Анатолий Марченко - Университеты Анатолия Марченко
Самое главное наказание, самая сильная воспитательная мера в лагерях, легкая в исполнении, проверенная на практике, - это голод. На спецу эта мера особенно чувствительна: посылки, передачи здесь вообще запрещены. В ларьке можно купить только зубную пасту, щетку и мыло, а чтобы купить курева - пиши заявление начальству, а там начальство посмотрит. Никаких продуктов с воли сюда не попадает ни грамма - только пайка, известно какая: подохнуть не подохнешь, но и только... И то за невыполнение нормы начальство может перевести на штрафной паек, такой, как в карцере.

# [Листинг]
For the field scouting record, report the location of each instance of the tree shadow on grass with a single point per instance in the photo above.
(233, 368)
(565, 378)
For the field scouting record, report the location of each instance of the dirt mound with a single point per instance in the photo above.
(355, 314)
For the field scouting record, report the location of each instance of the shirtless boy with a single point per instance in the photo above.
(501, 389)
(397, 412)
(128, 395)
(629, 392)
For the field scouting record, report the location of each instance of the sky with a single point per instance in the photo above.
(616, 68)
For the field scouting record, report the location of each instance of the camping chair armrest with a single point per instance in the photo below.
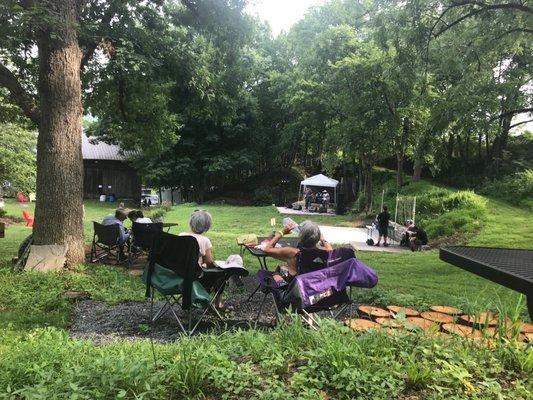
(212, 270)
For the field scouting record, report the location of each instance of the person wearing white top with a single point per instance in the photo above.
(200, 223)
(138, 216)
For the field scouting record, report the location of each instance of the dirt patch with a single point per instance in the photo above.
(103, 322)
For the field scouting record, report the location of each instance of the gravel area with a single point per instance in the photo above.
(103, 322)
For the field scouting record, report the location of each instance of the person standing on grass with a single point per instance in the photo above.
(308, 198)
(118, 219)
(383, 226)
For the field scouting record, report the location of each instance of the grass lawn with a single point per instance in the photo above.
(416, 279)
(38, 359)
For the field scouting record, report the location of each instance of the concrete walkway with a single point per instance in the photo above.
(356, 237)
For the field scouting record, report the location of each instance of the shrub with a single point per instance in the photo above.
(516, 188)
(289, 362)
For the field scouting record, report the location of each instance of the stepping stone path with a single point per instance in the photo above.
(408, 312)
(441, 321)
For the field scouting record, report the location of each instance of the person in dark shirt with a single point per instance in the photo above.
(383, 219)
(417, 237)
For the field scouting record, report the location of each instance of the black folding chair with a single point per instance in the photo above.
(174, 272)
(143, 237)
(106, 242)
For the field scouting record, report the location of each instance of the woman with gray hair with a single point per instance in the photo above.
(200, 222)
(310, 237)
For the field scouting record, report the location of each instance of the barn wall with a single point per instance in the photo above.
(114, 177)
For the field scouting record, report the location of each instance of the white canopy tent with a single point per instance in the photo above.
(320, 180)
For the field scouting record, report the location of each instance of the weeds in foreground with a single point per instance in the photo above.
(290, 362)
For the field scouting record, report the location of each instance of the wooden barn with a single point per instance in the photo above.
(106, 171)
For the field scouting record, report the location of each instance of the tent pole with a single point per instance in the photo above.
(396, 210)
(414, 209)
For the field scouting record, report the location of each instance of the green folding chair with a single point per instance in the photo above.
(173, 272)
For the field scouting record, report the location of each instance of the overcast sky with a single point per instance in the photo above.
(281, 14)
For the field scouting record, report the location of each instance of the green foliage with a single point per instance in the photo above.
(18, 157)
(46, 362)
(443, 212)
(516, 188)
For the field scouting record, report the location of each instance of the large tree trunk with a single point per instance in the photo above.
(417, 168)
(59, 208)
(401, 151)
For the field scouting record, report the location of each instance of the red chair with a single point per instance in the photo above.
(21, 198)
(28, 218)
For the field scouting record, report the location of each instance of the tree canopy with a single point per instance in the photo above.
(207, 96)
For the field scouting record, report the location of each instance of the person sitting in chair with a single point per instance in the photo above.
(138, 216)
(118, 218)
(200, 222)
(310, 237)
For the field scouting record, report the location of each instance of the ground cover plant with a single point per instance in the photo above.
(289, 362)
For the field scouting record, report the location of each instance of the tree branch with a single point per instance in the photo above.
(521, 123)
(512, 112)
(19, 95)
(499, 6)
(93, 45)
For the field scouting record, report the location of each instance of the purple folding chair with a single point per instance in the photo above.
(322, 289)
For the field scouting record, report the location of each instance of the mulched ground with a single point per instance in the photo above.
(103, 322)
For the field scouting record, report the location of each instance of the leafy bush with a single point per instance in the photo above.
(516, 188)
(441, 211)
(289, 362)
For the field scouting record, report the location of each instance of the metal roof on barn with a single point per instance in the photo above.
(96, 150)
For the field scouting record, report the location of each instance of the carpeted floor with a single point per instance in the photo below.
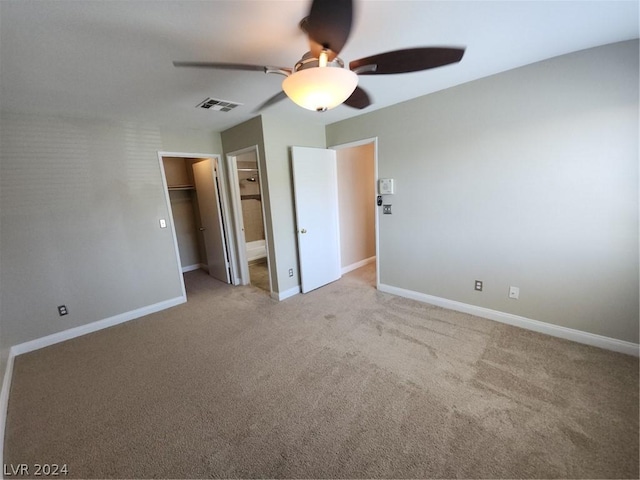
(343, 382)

* * *

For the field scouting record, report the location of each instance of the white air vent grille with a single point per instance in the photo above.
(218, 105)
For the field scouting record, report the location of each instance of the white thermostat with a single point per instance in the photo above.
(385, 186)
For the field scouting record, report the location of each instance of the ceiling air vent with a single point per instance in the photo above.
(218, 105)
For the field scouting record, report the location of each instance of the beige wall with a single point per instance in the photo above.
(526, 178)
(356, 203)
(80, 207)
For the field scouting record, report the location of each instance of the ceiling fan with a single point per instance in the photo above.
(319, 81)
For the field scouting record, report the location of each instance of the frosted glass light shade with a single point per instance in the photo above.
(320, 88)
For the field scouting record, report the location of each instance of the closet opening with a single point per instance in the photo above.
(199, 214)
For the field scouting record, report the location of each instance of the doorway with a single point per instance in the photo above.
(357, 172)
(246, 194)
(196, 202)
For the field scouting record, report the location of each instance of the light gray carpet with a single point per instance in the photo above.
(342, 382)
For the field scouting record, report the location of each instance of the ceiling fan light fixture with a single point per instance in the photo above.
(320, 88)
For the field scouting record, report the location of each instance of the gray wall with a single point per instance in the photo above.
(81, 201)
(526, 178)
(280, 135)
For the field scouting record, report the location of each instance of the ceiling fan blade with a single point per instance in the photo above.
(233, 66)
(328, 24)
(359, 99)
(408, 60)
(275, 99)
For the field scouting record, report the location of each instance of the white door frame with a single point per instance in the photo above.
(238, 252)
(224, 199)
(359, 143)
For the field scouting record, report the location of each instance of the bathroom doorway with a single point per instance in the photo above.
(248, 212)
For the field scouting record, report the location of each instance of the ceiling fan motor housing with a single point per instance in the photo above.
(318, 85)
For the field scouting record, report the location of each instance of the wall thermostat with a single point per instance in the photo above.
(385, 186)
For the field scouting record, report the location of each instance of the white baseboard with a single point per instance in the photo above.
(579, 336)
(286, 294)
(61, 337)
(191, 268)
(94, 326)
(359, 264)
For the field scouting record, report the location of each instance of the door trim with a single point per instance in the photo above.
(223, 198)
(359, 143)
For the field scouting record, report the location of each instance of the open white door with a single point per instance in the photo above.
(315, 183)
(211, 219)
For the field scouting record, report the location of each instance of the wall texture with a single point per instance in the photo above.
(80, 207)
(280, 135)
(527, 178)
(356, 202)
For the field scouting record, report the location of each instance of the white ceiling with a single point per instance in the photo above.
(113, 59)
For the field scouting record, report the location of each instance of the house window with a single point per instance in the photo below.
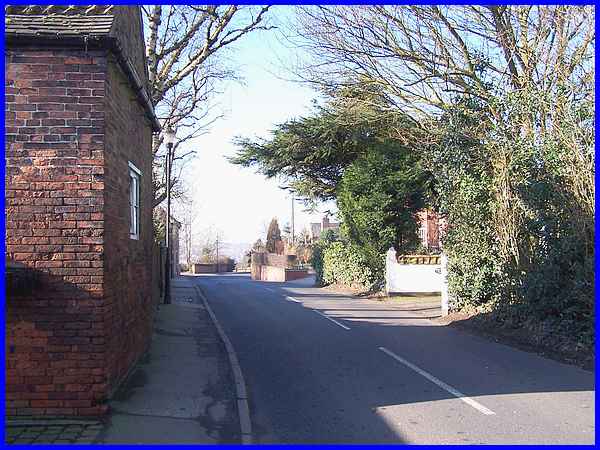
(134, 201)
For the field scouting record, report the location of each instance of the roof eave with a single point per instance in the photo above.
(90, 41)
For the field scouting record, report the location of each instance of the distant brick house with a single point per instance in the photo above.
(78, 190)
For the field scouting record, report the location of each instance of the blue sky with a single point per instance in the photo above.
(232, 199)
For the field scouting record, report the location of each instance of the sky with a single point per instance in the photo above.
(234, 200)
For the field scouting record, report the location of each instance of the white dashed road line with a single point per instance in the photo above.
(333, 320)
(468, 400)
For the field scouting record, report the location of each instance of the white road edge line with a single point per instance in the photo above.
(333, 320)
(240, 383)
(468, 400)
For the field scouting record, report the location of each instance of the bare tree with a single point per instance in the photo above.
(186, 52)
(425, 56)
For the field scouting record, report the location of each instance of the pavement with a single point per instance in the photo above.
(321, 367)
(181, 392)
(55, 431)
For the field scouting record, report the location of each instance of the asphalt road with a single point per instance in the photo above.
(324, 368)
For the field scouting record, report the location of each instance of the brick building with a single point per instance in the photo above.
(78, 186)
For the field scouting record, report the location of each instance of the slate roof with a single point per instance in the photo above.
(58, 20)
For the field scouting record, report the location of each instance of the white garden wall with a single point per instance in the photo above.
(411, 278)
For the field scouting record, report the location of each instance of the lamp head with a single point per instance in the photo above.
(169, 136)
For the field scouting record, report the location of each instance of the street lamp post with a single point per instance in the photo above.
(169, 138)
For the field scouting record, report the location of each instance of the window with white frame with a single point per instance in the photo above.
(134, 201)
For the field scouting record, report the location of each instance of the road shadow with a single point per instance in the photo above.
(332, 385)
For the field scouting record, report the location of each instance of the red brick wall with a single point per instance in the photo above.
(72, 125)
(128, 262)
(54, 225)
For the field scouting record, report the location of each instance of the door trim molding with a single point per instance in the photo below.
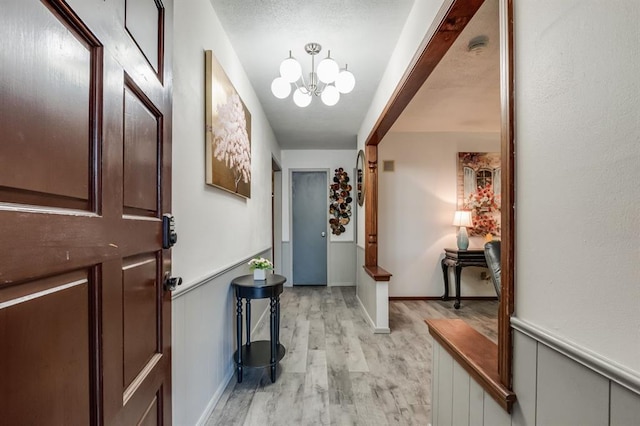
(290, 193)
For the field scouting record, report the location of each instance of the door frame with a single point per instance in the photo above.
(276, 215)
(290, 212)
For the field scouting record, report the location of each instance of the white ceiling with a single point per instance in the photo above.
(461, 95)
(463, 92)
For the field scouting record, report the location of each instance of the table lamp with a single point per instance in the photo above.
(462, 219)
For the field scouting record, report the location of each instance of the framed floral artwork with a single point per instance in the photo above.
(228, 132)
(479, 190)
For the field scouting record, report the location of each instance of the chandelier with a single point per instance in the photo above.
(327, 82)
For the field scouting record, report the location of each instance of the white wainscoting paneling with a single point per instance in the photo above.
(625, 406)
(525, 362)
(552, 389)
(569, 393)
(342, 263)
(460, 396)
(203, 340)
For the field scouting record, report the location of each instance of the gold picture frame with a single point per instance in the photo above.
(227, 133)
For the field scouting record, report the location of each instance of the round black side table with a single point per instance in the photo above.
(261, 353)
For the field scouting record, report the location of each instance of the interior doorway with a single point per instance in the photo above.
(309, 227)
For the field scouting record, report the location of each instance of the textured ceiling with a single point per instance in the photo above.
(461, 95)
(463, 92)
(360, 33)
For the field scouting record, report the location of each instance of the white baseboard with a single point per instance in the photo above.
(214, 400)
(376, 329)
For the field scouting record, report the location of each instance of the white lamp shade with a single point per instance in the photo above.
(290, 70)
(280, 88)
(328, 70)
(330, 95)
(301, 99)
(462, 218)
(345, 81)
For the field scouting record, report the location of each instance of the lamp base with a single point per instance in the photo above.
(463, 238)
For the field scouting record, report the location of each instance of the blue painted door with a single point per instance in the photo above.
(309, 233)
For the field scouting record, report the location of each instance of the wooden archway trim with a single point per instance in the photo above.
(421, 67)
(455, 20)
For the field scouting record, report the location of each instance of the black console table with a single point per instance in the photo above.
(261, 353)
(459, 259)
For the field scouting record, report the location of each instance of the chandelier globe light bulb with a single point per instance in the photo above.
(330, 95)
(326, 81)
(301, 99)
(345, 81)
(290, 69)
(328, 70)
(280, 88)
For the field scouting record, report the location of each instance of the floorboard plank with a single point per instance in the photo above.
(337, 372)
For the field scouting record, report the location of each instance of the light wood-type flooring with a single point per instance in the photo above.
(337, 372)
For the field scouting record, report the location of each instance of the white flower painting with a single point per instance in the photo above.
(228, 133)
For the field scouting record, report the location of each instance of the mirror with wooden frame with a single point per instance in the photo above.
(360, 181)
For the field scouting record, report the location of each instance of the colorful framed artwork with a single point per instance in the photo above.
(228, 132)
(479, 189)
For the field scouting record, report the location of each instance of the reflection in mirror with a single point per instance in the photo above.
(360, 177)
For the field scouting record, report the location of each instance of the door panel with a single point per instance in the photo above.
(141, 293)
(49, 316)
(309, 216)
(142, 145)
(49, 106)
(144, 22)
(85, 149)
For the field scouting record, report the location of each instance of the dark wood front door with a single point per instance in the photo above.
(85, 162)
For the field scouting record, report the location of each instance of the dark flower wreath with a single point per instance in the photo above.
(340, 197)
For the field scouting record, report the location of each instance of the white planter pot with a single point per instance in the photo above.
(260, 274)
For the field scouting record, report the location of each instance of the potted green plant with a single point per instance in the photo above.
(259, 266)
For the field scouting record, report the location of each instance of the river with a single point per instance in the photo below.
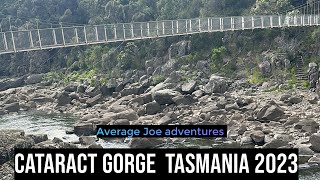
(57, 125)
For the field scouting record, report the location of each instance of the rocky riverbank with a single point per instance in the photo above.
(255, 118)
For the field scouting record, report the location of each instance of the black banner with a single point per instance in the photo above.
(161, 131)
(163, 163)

...

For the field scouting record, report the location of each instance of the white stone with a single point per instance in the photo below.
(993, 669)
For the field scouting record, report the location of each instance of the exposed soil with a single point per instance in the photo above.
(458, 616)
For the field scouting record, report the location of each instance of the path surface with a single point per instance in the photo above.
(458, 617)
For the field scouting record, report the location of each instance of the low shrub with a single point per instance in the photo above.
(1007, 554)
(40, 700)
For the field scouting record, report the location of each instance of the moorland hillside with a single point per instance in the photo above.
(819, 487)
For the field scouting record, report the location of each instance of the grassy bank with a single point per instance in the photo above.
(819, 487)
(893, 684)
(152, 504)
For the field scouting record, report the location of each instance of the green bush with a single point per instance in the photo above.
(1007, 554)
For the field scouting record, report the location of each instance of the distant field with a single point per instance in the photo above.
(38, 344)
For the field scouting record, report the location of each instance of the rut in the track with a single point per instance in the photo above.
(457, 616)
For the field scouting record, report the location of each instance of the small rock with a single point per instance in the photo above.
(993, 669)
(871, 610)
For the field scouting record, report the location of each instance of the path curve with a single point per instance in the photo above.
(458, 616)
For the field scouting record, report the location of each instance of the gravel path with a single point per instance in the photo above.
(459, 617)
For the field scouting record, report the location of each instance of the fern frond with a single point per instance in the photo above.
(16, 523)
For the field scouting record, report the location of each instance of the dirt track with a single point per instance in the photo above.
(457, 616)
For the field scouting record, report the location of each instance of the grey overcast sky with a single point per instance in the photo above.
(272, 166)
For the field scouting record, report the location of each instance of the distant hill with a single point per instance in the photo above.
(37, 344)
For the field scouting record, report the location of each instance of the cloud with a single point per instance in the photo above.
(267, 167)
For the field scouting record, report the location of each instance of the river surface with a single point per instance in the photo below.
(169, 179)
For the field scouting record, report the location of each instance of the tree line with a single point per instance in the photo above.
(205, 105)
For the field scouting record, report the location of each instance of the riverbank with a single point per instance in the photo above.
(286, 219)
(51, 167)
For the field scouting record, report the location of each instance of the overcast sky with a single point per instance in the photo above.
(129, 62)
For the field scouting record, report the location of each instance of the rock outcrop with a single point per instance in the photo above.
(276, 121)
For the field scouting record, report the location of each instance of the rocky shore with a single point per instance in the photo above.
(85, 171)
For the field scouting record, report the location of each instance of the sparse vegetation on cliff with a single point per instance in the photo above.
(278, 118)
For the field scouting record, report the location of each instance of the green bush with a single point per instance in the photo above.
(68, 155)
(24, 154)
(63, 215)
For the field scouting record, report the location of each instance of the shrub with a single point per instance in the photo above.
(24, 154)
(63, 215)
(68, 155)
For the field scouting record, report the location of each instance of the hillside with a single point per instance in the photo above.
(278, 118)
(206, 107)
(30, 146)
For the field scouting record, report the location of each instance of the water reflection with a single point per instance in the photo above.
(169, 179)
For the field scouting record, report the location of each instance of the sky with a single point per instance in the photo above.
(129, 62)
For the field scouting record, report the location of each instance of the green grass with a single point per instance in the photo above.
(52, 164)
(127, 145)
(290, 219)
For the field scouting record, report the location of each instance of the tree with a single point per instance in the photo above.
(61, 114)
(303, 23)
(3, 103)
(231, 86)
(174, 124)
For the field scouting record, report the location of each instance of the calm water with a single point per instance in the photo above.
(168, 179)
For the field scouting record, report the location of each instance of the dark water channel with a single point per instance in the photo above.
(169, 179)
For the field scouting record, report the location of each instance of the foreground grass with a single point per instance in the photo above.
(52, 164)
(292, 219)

# [Задания для работы]
1. Соответствуют ли тексту для чтения утверждения (а), (б) и (в)? На каждое ответьте «да» или «нет» и приведите решающие слова текста в точной цитате.
(а) На спецу посылки и передачи запрещены.
(б) В ларьке курево можно купить свободно, без разрешения.
(в) За невыполнение нормы могут перевести на штрафной паек.
2. Найдите в листинге все строки со словом "gray" и перепишите их; регистр букв учитывается.

# [Ответы к заданиям]
1.
(а) Да: «посылки, передачи здесь вообще запрещены».
(б) Нет: «а чтобы купить курева - пиши заявление начальству».
(в) Да: «за невыполнение нормы начальство может перевести на штрафной паек».

2.
For the field scouting record, report the location of each instance of the woman with gray hair with a single point per instance in the photo above.
For the field scouting record, report the location of each instance of the light gray carpet with a single point per instance in the photo above.
For the field scouting record, report the location of each instance of the gray wall with a single point per instance in the photo above.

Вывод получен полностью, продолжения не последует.